§ **SOLICITUD A**: Por favor, presenta como tabla Markdown las líneas de los registros desde la primera hasta la que contiene "(1226, 273)", ambas incluidas, con las columnas «Núm» para el número de fila y «Contenido» para la línea. Omite las líneas en blanco.

Sin mayor esfuerzo analítico observamos que la causa del desequilibrio de la convivencialidad planetaria es el estilo de vida producción-consumo-acumulación-confort. El mismo que se funda en el mito del progreso infinito del sistema-mundo-capitalista. Ante esta filosofía vacía de contenidos coherentes la pregunta es: ¿Cómo emprender un progreso infinito con recursos finitos de la Tierra? ¿Cómo sostener la huella ecológica de las sociedades energíboras en un planeta que convulsiona como una paciente terminal a causa del extractivismo voraz y tóxico?
Frente a esta situación reiteramos que el remedio para la sobrevivencia viene de la misma capacidad de auto transformación del ser humano. Estos tiempos exige un cambio, una revolución, intelectual y moral que reconfigure las estructuras cognitivas y psicológicas del hombre moderno. Las estructuras estructurantes en las que nos han formado (formateado) nos ha generado una falsa identidad (como personas y colectivos) y colocado de espaldas o en contra de nuestra fuente y destino común que es la Tierra.
El proceso de esta nuestra desastrosa separación de la Madre Tierra, no fue sólo un asunto técnico, ni ideológico. En el origen de este divorcio se encuentra una espiritualidad dia-bólica (de la separación excluyente) que expulsó las realidades trascendentales al lejano cielo, convirtió a la Madre Tierra en un útero mecánico de producción-explotación pasible al saqueo. Con esta espiritualidad de la dominación, el ser humano se constituyó de forma contranatura en el centro y señor de la Tierra. Generando uno de los mayores desequilibrios suicidas que jamás conoció la envejecida Tierra en su historia. En otros términos, la causa de las convulsiones actuales del planeta, llevan las improntas de las espiritualidades acósmicas, terrafóbicas, androcéntricas, cualificadas y dogmáticas promovidas por las diferentes religiones monoteístas/patriarcales.
Necesitamos con urgencia aprehender y cultivarnos en espiritualidades que posibiliten la reconciliación y reencantamiento con la Tierra y con todos sus huéspedes, incluido el ser humano desde sus diferentes culturas. Necesitamos tomar conciencia de que todos somos Tierra en sus diferentes niveles de complejización. En estos tiempos la Madre Tierra exige ya no sólo una tregua, sino una paz perenne. Ya no es suficiente el recurso a la tecnología o al desarrollo sostenible para darle respiro a la Tierra. Esto es como intentar quitarle la voracidad del lobo sólo limándole los colmillos. Necesitamos una nueva espiritualidad de la Tierra incluso más allá de las religiones.

§ **LISTADO**:

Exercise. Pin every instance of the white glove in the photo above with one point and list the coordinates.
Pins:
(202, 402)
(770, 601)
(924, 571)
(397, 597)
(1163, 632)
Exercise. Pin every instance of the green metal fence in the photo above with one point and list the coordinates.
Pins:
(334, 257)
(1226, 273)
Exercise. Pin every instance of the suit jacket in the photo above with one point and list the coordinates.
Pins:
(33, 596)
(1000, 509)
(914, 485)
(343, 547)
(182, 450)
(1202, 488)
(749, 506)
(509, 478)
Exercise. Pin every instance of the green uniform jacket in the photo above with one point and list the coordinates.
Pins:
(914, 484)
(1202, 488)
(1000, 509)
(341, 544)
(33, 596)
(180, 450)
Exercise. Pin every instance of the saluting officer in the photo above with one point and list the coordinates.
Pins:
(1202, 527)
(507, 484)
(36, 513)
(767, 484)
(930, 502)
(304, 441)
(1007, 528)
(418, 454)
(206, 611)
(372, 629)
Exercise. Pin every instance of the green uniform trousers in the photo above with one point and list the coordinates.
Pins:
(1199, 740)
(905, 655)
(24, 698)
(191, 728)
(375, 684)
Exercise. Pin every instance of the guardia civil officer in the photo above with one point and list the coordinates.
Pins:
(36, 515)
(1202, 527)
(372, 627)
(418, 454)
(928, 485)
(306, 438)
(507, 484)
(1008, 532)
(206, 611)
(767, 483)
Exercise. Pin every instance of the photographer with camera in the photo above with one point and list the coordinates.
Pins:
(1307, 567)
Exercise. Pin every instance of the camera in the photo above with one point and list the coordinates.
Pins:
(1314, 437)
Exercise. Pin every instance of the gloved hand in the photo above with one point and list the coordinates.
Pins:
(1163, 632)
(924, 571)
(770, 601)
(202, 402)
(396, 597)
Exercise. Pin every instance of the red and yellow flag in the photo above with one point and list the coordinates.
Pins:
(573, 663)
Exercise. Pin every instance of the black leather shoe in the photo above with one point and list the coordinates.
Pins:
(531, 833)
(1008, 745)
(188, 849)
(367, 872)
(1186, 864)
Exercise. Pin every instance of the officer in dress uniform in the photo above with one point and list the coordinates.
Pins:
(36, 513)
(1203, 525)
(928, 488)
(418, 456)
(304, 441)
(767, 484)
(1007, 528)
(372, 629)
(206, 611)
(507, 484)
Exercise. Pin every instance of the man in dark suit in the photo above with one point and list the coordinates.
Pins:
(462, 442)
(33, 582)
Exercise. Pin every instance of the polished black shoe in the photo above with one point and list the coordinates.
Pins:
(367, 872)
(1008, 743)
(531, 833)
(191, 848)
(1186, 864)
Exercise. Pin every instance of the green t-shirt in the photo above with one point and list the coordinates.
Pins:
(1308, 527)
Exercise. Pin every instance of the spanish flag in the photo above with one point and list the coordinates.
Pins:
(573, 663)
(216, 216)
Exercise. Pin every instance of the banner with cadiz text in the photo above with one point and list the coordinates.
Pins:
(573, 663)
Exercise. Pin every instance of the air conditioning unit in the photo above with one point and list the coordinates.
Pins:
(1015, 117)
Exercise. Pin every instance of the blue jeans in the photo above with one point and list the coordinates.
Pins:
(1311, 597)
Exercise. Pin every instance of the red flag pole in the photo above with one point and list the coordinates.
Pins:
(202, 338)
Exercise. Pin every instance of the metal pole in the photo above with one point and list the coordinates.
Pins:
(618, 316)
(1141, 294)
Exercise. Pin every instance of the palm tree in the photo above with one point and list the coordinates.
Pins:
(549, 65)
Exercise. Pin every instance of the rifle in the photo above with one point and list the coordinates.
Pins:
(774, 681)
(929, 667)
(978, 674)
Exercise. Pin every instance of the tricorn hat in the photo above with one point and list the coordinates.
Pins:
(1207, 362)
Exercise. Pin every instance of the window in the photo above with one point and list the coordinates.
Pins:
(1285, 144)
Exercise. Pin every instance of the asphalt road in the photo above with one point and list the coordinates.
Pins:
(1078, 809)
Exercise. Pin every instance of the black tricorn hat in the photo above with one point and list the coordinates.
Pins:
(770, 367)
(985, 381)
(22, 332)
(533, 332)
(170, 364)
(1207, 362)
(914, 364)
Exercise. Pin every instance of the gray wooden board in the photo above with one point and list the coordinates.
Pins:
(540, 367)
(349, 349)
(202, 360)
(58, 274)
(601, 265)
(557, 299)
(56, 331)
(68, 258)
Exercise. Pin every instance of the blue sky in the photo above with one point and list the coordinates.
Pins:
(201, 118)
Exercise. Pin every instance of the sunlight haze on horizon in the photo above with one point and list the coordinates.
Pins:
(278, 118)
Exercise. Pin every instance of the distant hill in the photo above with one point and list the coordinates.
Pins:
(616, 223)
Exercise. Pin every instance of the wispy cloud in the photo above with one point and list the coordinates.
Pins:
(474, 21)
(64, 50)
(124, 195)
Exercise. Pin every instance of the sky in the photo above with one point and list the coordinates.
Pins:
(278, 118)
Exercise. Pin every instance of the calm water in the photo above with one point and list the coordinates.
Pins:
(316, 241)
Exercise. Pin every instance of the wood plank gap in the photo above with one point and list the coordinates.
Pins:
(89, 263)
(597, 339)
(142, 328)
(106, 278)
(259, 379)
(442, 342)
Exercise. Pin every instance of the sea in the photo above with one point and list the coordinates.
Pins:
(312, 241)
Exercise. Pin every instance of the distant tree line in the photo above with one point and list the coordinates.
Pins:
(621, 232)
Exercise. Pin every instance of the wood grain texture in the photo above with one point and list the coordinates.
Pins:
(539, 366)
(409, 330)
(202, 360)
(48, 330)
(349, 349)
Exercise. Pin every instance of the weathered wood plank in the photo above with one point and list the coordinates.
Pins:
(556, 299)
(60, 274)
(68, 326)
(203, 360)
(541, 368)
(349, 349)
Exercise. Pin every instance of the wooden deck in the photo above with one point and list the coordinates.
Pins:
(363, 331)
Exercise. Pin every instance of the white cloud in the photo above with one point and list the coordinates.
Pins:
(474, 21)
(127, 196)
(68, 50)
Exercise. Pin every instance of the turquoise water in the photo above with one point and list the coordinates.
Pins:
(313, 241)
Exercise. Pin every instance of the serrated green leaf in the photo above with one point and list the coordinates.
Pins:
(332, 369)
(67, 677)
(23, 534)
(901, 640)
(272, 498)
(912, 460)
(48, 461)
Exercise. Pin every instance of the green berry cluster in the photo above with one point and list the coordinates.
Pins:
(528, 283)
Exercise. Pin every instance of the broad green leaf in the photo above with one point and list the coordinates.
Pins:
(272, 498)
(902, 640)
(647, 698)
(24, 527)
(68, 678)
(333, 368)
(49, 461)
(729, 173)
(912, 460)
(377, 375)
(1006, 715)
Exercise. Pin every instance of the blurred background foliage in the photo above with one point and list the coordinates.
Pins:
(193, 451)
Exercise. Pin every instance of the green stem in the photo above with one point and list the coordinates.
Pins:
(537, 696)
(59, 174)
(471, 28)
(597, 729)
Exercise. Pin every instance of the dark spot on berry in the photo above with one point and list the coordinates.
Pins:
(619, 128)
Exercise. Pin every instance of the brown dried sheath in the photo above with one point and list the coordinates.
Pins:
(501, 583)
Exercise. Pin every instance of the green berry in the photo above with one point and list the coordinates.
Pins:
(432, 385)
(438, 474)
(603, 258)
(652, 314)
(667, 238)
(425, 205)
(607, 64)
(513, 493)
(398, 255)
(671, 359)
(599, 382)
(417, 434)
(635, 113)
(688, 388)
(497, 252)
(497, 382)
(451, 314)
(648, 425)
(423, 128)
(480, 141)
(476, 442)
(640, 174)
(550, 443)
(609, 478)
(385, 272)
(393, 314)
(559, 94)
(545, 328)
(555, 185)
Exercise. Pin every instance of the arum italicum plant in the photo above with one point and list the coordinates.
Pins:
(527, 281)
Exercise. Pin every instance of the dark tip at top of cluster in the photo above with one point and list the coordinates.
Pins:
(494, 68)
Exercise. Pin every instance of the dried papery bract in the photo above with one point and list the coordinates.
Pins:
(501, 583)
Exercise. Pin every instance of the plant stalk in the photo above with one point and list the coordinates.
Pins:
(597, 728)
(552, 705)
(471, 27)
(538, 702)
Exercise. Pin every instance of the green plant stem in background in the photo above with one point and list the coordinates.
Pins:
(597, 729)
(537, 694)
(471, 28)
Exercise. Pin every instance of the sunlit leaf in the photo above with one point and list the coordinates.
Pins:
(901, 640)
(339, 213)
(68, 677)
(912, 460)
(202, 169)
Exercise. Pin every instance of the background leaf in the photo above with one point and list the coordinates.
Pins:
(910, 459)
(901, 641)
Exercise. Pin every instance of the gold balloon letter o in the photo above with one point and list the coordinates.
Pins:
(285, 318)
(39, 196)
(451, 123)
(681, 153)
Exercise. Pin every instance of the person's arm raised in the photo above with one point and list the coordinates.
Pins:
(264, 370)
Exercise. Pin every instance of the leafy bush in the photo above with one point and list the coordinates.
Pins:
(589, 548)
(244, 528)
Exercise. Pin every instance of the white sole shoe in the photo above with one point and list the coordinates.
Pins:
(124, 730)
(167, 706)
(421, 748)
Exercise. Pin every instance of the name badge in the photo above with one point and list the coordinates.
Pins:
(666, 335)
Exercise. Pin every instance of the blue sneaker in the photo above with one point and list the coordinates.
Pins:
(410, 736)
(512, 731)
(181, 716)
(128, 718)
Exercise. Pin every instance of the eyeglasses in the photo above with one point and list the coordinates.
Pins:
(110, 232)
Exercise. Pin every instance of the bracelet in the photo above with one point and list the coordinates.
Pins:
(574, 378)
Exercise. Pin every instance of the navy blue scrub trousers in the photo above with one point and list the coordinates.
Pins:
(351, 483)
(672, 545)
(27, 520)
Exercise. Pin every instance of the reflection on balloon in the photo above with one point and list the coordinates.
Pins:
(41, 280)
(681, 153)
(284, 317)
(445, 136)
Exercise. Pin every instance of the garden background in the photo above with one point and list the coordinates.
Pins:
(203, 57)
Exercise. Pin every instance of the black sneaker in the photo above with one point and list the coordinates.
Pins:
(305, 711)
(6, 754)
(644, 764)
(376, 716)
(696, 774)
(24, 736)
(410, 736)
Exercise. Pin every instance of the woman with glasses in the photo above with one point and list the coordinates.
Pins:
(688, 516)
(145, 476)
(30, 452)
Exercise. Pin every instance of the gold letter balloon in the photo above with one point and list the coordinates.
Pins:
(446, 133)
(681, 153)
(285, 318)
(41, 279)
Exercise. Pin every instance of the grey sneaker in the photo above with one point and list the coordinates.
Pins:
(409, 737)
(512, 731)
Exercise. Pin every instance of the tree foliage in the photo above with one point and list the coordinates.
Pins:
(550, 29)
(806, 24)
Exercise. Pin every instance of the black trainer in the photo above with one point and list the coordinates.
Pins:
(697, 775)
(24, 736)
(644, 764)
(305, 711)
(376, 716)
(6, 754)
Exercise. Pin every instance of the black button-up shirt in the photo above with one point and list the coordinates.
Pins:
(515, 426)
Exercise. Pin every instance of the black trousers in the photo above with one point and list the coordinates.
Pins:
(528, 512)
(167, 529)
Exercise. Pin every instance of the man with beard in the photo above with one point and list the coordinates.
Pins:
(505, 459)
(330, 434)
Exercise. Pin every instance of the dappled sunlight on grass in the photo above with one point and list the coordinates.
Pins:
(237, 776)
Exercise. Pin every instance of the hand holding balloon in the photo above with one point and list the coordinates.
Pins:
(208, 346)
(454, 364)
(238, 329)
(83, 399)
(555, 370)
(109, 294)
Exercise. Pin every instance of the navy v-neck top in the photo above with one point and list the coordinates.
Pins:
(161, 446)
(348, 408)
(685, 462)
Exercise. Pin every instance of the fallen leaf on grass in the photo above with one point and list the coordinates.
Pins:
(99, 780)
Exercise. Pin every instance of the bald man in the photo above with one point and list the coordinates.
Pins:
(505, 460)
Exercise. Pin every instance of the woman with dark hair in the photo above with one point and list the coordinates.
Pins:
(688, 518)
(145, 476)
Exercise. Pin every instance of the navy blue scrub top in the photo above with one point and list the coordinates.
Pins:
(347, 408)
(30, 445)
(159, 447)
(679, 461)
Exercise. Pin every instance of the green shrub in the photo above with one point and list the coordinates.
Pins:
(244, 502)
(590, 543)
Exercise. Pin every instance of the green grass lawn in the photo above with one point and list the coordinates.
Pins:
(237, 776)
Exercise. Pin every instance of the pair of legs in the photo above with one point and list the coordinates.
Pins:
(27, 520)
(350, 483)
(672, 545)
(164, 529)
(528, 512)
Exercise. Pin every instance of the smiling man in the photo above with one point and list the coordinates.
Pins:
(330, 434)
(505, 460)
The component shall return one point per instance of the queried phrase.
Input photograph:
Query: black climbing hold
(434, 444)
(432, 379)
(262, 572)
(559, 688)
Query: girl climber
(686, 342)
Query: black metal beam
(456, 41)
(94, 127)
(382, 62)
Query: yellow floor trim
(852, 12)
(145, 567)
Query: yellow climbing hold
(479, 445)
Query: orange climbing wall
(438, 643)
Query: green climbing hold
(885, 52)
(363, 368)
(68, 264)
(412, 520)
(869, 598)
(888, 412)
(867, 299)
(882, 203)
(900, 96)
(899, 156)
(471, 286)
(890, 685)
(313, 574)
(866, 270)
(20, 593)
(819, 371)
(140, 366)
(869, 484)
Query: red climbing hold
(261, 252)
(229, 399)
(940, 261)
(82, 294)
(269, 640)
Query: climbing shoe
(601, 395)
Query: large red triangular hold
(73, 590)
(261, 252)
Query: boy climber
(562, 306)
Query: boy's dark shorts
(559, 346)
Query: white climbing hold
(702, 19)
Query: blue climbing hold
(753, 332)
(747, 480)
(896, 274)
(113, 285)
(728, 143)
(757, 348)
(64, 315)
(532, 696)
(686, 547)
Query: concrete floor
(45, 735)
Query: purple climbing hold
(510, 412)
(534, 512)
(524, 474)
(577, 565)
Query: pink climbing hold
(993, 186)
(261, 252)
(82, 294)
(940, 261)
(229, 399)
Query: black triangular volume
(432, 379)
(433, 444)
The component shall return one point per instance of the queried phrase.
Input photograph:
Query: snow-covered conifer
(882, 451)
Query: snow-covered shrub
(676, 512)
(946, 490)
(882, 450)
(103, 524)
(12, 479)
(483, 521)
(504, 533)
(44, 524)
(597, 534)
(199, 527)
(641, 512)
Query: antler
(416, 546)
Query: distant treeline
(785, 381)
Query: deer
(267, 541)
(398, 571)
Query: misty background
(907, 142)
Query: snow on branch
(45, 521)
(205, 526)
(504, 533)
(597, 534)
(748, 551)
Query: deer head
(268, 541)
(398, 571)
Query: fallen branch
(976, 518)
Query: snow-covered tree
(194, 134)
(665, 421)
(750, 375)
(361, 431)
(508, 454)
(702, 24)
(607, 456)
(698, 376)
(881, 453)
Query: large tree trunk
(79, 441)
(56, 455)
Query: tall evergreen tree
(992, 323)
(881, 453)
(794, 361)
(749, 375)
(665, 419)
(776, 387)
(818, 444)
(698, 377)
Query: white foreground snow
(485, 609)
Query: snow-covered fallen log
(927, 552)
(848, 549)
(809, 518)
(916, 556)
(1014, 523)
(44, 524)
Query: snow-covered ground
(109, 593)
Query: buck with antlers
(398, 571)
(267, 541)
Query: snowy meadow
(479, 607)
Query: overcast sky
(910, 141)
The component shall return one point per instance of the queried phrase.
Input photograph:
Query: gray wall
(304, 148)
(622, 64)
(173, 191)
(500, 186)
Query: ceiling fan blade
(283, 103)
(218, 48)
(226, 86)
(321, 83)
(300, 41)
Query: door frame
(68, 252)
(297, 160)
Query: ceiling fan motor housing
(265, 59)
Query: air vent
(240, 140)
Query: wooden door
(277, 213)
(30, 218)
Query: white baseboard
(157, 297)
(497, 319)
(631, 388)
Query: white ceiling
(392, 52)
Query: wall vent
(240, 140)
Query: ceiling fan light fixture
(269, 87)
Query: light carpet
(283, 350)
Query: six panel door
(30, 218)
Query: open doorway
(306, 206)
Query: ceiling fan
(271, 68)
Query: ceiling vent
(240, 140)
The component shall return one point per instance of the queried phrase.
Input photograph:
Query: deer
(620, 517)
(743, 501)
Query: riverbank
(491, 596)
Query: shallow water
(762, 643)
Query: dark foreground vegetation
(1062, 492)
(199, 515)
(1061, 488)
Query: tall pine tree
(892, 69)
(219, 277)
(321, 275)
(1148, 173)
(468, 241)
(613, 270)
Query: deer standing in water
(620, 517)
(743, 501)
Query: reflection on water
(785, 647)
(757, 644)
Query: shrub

§ **SOLICITUD B**: Reproduce el fragmento del texto sobre la espiritualidad de la Tierra que va desde "Necesitamos con urgencia" hasta "de las religiones.", ambos incluidos, y sustituye "lobo" por "zorro".

§ **RESPUESTA CORRECTA A**:
| Núm | Contenido |
|---|---|
| 1 | Exercise. Pin every instance of the white glove in the photo above with one point and list the coordinates. |
| 2 | Pins: |
| 3 | (202, 402) |
| 4 | (770, 601) |
| 5 | (924, 571) |
| 6 | (397, 597) |
| 7 | (1163, 632) |
| 8 | Exercise. Pin every instance of the green metal fence in the photo above with one point and list the coordinates. |
| 9 | Pins: |
| 10 | (334, 257) |
| 11 | (1226, 273) |

§ **RESPUESTA CORRECTA B**:
Necesitamos con urgencia aprehender y cultivarnos en espiritualidades que posibiliten la reconciliación y reencantamiento con la Tierra y con todos sus huéspedes, incluido el ser humano desde sus diferentes culturas. Necesitamos tomar conciencia de que todos somos Tierra en sus diferentes niveles de complejización. En estos tiempos la Madre Tierra exige ya no sólo una tregua, sino una paz perenne. Ya no es suficiente el recurso a la tecnología o al desarrollo sostenible para darle respiro a la Tierra. Esto es como intentar quitarle la voracidad del zorro sólo limándole los colmillos. Necesitamos una nueva espiritualidad de la Tierra incluso más allá de las religiones.